*Extrait fourni*.
........

M. François Autain, président - En période normale, la commission d'AMM est saisie ; or, maintenant que nous sommes revenus dans une période normale, il n'y aura pas de rectification !
M. Daniel Vittecoq - C'est une recommandation liée à la pandémie.
M. Alain Milon, rapporteur - On revient à l'ancienne AMM...
M. Daniel Vittecoq - Bien sûr ! L'AMM n'ayant pas été modifiée, il n'y a pas lieu de la réexaminer. Je veux bien voir avec l'Agence sur le plan réglementaire mais il n'y a pas lieu de le prévoir.
M. Alain Milon, rapporteur - Il s'agissait d'une exception ; à présent, on revient à l'ancien système.
M. François Autain, président - On n'administre donc plus de traitement préemptif ?
M. Daniel Vittecoq - Absolument. On répond à une crise avec les moyens du bord. Cela paraissait logique à ce moment.
S'agissant de l'Europe, nous avons suivi tout ce qui a été fait en amont et en aval.
Enfin, sur le plan médical et scientifique, toute une partie du travail débute maintenant. Il s'agit de comprendre ce qui s'est passé afin de valider, en termes d'évaluation des vaccins, les aspects immunologiques, la présence des anticorps. Nos critères de mise sur le marché sont actuellement biologiques ; ils ne reposent pas sur une démonstration clinique mais sur le fait que le taux d'anticorps arrive à un certain seuil. La lecture rétrospective de l'épidémie va permettre d'apprécier ce que sont ces anticorps et quelle est leur valeur protectrice. On n'aura donc cette lecture finale qu'après un certain temps.

........

*Entrées de données enregistrées*.
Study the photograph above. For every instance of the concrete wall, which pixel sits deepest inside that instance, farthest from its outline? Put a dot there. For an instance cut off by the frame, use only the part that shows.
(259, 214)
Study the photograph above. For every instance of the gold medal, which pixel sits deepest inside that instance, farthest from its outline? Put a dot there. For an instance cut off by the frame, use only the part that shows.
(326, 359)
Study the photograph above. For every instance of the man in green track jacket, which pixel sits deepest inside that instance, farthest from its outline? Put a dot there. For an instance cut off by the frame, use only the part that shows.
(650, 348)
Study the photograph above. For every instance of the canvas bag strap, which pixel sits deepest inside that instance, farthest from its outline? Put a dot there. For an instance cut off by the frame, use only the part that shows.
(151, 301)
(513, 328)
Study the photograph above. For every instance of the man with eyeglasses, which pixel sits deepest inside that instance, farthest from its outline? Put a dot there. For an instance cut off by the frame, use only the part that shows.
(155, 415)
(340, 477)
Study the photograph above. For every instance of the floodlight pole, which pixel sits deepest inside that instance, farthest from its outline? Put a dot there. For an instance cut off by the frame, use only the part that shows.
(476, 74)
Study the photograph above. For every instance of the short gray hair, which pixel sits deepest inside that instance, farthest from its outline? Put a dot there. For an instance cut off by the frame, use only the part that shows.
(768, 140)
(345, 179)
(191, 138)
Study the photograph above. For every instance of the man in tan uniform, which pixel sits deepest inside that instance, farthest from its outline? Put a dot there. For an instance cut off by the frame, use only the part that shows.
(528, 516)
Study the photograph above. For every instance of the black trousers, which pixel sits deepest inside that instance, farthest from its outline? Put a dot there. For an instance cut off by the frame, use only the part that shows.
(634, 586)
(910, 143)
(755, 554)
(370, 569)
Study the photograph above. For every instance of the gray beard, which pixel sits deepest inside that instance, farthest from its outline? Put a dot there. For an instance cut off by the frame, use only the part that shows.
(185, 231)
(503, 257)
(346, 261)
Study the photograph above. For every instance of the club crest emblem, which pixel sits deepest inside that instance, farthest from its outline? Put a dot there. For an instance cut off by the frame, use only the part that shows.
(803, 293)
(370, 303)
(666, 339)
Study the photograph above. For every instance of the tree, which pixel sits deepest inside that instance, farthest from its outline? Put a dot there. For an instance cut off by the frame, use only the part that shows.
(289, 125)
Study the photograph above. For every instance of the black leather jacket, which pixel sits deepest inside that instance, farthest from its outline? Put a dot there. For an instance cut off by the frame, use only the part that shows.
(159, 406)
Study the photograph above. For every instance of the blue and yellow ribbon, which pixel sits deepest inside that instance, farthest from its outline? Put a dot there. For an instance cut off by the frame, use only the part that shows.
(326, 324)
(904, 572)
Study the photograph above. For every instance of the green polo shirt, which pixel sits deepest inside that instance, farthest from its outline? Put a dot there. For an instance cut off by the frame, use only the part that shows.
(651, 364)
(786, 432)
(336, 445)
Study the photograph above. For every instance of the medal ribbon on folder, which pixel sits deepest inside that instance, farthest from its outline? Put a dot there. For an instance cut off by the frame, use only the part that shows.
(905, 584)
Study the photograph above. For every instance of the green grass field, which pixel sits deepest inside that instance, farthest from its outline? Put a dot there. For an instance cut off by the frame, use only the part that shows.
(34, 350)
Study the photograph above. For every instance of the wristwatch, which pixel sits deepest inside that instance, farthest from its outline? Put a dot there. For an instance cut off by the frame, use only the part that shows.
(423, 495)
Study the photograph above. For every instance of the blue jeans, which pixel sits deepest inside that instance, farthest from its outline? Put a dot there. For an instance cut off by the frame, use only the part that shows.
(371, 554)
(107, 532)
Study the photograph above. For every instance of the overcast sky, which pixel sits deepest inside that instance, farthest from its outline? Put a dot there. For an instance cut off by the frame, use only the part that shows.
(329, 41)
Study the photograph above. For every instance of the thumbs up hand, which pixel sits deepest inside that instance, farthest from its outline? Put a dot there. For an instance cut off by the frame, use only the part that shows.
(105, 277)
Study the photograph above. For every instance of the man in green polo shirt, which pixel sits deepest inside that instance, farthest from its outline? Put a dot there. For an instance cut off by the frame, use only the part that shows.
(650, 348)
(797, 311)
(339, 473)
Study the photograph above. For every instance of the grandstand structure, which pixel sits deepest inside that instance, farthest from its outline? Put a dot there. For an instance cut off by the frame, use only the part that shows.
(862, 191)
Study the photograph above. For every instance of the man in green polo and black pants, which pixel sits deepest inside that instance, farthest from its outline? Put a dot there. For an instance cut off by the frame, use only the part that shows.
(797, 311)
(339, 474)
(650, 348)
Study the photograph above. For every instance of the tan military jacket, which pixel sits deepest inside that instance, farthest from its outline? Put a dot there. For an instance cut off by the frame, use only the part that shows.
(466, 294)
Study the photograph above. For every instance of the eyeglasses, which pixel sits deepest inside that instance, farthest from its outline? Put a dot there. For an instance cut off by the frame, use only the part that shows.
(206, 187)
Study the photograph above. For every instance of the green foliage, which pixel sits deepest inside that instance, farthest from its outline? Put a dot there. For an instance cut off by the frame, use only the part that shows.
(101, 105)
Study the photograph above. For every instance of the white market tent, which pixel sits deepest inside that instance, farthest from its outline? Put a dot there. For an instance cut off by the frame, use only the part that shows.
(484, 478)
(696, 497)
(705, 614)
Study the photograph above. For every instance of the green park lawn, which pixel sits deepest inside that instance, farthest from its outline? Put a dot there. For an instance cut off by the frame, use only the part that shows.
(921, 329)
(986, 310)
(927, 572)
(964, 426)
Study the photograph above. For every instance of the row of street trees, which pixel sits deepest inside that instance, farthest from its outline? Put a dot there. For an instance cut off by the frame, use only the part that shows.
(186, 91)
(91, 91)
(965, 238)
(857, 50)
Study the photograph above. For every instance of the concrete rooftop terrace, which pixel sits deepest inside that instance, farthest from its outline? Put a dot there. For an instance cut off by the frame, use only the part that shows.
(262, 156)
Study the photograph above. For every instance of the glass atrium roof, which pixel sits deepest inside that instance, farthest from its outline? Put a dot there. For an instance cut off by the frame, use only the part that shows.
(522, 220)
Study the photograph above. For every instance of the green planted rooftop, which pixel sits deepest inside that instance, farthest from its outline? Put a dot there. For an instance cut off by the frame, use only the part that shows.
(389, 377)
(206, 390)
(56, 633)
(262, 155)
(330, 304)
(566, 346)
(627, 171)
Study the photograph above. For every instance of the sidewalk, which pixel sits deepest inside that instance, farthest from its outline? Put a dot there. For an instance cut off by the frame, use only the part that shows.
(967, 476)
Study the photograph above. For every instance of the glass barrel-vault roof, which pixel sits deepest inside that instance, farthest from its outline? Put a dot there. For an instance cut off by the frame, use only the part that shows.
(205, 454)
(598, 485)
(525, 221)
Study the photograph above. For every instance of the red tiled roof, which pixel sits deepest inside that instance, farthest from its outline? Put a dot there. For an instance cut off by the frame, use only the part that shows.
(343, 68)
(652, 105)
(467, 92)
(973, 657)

........

*Consigne*. Résumez l'extrait fourni en deux phrases. Appuyez-vous uniquement sur l'extrait pour répondre.

*Résultat attendu*. Selon les échanges, la recommandation était liée à la pandémie et, l'AMM n'ayant pas été modifiée, il n'y a pas lieu de la réexaminer : on revient à l'ancien système et l'on n'administre plus de traitement préemptif. M. Daniel Vittecoq indique qu'un travail médical et scientifique débute maintenant pour apprécier, par la lecture rétrospective de l'épidémie, la valeur protectrice des anticorps sur lesquels reposent les critères biologiques de mise sur le marché.